++++ Supplied material

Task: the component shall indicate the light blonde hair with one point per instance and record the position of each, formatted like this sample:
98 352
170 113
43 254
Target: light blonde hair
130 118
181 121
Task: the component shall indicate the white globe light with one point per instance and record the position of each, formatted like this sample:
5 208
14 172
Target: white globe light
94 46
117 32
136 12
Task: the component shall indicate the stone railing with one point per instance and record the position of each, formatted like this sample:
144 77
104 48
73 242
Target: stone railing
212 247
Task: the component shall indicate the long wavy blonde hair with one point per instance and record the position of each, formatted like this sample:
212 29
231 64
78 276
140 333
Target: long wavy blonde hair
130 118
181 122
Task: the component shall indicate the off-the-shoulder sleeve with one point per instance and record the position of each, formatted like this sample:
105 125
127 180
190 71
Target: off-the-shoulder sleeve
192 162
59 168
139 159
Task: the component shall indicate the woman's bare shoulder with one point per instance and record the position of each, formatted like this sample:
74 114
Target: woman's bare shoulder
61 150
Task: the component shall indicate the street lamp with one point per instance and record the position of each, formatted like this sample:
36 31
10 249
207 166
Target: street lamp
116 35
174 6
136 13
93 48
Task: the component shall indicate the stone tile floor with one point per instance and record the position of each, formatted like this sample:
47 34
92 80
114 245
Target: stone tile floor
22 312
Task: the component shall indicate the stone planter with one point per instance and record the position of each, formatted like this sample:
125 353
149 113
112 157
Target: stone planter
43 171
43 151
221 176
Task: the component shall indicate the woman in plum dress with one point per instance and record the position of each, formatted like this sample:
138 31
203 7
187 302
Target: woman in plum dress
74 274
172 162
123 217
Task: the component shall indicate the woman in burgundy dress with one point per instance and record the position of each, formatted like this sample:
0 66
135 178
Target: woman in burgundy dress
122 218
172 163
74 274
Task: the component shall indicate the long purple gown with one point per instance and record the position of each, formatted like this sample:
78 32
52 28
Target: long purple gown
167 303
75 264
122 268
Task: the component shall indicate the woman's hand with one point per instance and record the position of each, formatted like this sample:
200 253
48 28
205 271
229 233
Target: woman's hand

++++++++

Task requirements
Which lines of the records above hold the word "hand"? Copy each of them.

Task output
Task: the component shall indicate the woman's hand with one point per instance and record the position of each, formatted like this sample:
Target: woman's hand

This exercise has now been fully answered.